PROVIDED DATA ▸
((
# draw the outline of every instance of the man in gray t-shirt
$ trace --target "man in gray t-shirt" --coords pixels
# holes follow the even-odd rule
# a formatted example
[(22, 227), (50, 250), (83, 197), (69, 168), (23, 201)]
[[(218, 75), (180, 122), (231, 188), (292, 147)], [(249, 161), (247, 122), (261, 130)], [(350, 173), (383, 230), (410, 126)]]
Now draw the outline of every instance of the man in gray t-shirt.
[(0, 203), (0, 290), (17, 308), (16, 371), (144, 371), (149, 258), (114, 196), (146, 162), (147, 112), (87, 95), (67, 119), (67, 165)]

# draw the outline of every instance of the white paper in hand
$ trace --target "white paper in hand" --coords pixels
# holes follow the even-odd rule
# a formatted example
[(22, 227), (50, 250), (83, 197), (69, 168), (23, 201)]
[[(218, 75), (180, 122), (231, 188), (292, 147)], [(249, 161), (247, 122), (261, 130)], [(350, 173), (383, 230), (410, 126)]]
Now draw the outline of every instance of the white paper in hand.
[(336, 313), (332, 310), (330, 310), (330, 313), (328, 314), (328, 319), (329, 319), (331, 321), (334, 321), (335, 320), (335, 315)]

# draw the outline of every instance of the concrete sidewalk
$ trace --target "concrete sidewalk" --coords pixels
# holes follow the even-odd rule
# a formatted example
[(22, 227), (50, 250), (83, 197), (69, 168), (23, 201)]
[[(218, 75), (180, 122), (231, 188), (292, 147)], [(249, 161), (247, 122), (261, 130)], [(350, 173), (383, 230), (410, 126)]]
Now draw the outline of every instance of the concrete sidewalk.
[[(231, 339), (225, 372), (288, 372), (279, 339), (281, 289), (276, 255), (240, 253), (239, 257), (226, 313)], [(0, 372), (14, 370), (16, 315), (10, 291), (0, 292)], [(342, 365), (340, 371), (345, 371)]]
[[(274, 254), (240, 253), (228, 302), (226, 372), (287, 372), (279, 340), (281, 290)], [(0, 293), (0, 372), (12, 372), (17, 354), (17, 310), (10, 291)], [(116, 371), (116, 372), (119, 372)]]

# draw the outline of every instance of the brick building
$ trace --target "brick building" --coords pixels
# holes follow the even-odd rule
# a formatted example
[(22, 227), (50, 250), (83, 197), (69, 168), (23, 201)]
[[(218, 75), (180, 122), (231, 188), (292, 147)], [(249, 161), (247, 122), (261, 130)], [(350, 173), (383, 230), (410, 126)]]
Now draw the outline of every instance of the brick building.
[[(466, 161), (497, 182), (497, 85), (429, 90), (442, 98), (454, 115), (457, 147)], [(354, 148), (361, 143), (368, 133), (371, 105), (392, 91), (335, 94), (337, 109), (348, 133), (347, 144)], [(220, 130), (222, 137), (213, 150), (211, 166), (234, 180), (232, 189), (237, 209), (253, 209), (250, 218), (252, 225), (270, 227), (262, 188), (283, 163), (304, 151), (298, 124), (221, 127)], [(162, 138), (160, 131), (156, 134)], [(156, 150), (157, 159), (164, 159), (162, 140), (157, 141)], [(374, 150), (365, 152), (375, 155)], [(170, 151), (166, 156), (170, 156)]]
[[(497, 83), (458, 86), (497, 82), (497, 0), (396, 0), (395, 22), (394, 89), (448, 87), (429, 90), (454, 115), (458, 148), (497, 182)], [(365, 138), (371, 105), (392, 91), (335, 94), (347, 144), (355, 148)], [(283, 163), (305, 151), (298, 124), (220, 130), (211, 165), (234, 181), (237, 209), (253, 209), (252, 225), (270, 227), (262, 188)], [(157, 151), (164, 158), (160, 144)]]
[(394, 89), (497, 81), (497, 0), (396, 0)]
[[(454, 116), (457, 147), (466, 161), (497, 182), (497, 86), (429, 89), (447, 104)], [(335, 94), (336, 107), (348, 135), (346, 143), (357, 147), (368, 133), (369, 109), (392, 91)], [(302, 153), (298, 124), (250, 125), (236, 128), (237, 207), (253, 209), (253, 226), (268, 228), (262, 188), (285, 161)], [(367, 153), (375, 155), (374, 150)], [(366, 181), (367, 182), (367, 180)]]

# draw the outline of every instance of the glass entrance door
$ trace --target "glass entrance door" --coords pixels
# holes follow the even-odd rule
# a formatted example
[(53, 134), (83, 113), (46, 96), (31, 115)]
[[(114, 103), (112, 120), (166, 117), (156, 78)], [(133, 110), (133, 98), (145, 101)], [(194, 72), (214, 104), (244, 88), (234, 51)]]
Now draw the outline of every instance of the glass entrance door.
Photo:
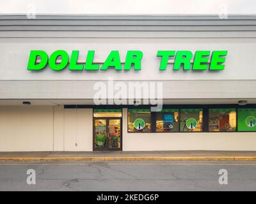
[(93, 119), (93, 150), (121, 150), (122, 118)]

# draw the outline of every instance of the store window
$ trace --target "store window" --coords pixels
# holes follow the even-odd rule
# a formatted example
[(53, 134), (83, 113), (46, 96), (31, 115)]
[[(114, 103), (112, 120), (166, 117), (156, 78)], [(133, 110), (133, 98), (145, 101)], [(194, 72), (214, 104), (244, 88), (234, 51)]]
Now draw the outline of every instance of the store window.
[(122, 109), (94, 109), (94, 117), (122, 117)]
[(203, 110), (180, 109), (180, 131), (200, 132), (203, 131)]
[(237, 130), (256, 131), (256, 108), (238, 108)]
[(150, 109), (129, 109), (128, 132), (150, 133)]
[(236, 108), (209, 109), (209, 130), (210, 132), (236, 131)]
[(163, 109), (156, 113), (156, 132), (179, 132), (179, 109)]

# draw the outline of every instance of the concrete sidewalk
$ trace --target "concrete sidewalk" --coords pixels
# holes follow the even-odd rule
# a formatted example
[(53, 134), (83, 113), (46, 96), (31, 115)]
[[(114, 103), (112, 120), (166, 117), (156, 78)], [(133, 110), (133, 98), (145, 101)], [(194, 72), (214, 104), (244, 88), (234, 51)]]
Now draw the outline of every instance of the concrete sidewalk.
[(0, 152), (0, 161), (256, 161), (256, 151)]

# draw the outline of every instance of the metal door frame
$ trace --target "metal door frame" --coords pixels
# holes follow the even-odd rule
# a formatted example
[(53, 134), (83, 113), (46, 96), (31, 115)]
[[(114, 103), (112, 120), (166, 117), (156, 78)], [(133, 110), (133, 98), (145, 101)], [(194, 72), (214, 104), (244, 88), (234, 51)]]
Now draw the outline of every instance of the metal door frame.
[[(109, 124), (109, 120), (120, 120), (120, 148), (109, 148), (108, 145), (108, 140), (106, 143), (108, 147), (104, 148), (96, 148), (95, 147), (95, 120), (106, 120), (106, 131), (108, 134), (108, 126)], [(93, 151), (122, 151), (123, 149), (123, 120), (122, 117), (93, 117)]]

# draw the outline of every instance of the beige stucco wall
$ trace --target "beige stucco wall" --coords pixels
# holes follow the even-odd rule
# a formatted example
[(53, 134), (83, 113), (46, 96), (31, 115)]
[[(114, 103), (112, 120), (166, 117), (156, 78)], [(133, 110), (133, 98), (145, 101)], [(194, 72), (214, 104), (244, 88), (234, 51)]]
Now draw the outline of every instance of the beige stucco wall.
[(64, 113), (64, 150), (92, 151), (92, 109), (65, 109)]
[(92, 109), (0, 106), (0, 152), (92, 151)]
[(128, 133), (123, 109), (123, 150), (256, 150), (256, 133)]
[[(92, 108), (0, 106), (0, 151), (92, 151)], [(77, 145), (76, 145), (76, 143)], [(128, 133), (123, 150), (256, 150), (255, 133)]]

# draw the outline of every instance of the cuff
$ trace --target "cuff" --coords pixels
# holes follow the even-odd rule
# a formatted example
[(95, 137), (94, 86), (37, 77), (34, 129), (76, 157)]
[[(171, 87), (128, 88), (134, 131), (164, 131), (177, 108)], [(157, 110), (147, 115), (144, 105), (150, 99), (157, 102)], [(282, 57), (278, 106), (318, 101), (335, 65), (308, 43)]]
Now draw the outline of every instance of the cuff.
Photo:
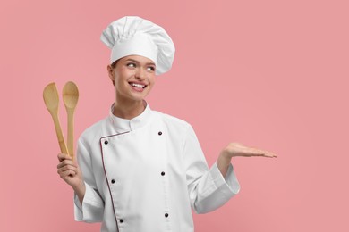
[(217, 188), (221, 189), (226, 195), (233, 196), (239, 193), (240, 184), (231, 163), (229, 164), (229, 168), (225, 178), (220, 172), (216, 162), (211, 167), (210, 174)]

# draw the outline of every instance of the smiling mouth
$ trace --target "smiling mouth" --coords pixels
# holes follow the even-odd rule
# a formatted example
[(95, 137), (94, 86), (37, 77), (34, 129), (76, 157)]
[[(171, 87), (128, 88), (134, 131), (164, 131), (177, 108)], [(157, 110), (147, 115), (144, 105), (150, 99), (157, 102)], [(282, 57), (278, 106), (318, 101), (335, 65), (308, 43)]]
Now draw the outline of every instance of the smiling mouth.
[(132, 87), (135, 87), (145, 88), (145, 87), (147, 87), (146, 85), (137, 84), (137, 83), (133, 83), (133, 82), (130, 82), (129, 84), (130, 84)]

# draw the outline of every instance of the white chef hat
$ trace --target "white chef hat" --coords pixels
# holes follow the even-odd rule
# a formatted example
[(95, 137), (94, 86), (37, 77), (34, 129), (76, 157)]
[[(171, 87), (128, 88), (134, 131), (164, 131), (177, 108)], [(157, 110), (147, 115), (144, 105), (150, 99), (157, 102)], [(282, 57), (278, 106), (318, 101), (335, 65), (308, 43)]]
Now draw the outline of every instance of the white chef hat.
[(110, 63), (137, 54), (152, 60), (161, 74), (171, 69), (174, 45), (160, 26), (137, 16), (125, 16), (103, 30), (100, 39), (112, 49)]

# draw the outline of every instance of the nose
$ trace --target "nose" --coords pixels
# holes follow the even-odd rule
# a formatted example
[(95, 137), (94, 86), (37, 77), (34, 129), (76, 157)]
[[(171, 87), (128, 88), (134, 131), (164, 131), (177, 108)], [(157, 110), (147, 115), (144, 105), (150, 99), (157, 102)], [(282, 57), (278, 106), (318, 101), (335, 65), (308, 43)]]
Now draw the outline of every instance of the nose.
[(146, 70), (141, 67), (137, 69), (135, 77), (136, 77), (136, 79), (140, 79), (140, 80), (145, 79)]

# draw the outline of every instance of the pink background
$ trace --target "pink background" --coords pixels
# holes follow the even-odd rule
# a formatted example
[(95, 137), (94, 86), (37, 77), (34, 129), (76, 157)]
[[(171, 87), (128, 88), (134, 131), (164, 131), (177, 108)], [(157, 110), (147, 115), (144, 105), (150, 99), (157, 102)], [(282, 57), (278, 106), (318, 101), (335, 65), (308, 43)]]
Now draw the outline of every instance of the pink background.
[(192, 123), (209, 165), (233, 141), (278, 154), (234, 159), (240, 194), (195, 215), (196, 231), (349, 231), (347, 1), (99, 2), (0, 4), (0, 231), (99, 230), (73, 220), (42, 90), (77, 83), (76, 137), (106, 116), (114, 90), (99, 36), (124, 15), (174, 41), (173, 70), (148, 101)]

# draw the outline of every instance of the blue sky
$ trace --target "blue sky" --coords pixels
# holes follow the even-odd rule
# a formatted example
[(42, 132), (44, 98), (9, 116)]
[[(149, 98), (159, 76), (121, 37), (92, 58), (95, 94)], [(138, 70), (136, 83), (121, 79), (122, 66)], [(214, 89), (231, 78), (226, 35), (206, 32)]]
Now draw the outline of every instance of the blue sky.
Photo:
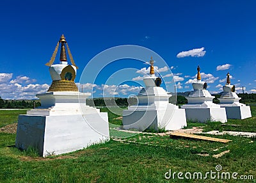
))
WHAT YOU HAVE TO DO ▸
Copy out the rows above unchanged, beginning with the line that contains "# draw the outline of every instance of the metal" and ending with the line that contains "117), (93, 117)]]", both included.

EXERCISE SOLUTION ▸
# draw the outline of every instance of the metal door frame
$ trace --target "metal door frame" --coords pixels
# holes follow the even-odd rule
# a formatted example
[(53, 134), (83, 113), (46, 96), (31, 115)]
[[(114, 103), (112, 120), (166, 117), (156, 78)], [(133, 110), (133, 98), (145, 101)], [(194, 72), (214, 104), (244, 88), (234, 51)]]
Now draw the outline of every instance of the metal door frame.
[[(109, 124), (109, 120), (120, 120), (120, 148), (109, 148), (108, 145), (108, 140), (106, 143), (108, 147), (104, 148), (96, 148), (95, 147), (95, 120), (106, 120), (106, 131), (108, 134), (108, 126)], [(93, 151), (122, 151), (123, 149), (123, 120), (122, 117), (93, 117)]]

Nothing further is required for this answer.